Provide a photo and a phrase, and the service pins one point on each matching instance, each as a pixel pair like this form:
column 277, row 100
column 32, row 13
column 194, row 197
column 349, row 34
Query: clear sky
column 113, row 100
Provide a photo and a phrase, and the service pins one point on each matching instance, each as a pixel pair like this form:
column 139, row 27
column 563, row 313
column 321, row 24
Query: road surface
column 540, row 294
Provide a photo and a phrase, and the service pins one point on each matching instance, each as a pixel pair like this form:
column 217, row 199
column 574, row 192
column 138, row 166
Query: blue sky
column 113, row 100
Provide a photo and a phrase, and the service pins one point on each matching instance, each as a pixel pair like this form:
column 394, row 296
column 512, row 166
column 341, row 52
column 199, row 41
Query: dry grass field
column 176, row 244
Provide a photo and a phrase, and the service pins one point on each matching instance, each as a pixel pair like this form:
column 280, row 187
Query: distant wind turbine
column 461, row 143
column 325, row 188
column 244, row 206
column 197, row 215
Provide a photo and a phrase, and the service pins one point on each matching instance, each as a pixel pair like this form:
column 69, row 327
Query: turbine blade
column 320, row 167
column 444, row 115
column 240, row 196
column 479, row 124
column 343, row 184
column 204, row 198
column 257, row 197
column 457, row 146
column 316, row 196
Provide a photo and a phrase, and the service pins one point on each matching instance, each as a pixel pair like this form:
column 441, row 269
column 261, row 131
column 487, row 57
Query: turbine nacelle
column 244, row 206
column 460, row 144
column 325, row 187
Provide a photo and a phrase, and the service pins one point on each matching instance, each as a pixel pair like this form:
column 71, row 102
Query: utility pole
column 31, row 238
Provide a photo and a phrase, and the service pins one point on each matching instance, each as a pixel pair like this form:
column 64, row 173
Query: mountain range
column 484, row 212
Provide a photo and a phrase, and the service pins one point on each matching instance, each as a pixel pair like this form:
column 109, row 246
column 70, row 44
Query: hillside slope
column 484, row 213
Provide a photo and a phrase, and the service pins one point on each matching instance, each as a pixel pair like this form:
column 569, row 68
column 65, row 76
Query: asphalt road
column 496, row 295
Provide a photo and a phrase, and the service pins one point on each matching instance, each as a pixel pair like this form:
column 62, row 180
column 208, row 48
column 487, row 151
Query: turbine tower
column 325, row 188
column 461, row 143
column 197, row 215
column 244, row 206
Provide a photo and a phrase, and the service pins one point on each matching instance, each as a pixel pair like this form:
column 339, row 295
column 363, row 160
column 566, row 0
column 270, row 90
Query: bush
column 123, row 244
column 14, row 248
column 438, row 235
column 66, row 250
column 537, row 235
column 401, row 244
:::
(GIVEN PROBLEM): Rewrite all of the lines above, changing each "Query" to "Label" and leaving everything else untouched.

(RESPONSE TO THIS EXERCISE):
Provide a photo and a phrase, and the service pins one point on each matching instance, each as a pixel pair like this form:
column 277, row 100
column 32, row 13
column 194, row 197
column 349, row 34
Label: clear sky
column 113, row 100
Provide a photo and a phrase, and the service pins one point on each matching instance, each as a pixel pair like this form:
column 139, row 27
column 563, row 313
column 321, row 24
Label: road surface
column 540, row 294
Provide a photo and a phrase, and the service pins one point on each matching instance, each as a pixel pair like this form:
column 217, row 199
column 574, row 192
column 138, row 166
Label: blue sky
column 113, row 100
Provide a photo and a phrase, and the service pins one point on each matching instance, each as a pixel pair like this form:
column 394, row 296
column 512, row 166
column 341, row 52
column 199, row 41
Label: dry grass field
column 176, row 244
Provide a photo and a phrase, and the service pins one point on each matching instance, each as a pixel pair like this form:
column 280, row 187
Label: distant wind turbine
column 461, row 143
column 325, row 188
column 244, row 206
column 197, row 215
Provide a photo and a phrase, and the service pins one point on each matching instance, each as a pixel pair like this form:
column 69, row 327
Label: turbine blade
column 320, row 167
column 444, row 115
column 240, row 196
column 479, row 124
column 343, row 184
column 204, row 198
column 257, row 197
column 457, row 146
column 316, row 196
Provide a photo and a phrase, and the service pins one point on each matching instance, each as a pixel pair like this form:
column 441, row 269
column 261, row 131
column 487, row 57
Label: turbine nacelle
column 244, row 206
column 460, row 144
column 325, row 187
Provide a photo and a phrase, and the service pins one point on each matching instance, each as a pixel pair like this form:
column 71, row 102
Label: utility pole
column 31, row 238
Provide a photo and a phrase, and the service pins one point on each matching instance, each as a pixel pair like this form:
column 64, row 173
Label: mountain range
column 484, row 212
Provide a photo and a phrase, and the service pins one point on each matching instance, each as a pixel pair like this form:
column 109, row 246
column 70, row 44
Label: hillside slope
column 484, row 213
Provide a photo and a phrase, and the service pins one point on each matching instance, each as a pixel pair like this form:
column 569, row 68
column 65, row 76
Label: asphalt road
column 496, row 295
Provide a photo and a phrase, and the service pins one point on each matching instance, each as a pixel pair like this form:
column 62, row 180
column 208, row 48
column 487, row 151
Label: turbine tower
column 325, row 188
column 461, row 143
column 197, row 215
column 244, row 206
Provide a photo and a phrase, and the service pins one point on each matching instance, each as a pixel pair like this form:
column 339, row 295
column 363, row 160
column 566, row 0
column 270, row 90
Label: bush
column 123, row 244
column 14, row 248
column 438, row 235
column 66, row 250
column 537, row 235
column 401, row 244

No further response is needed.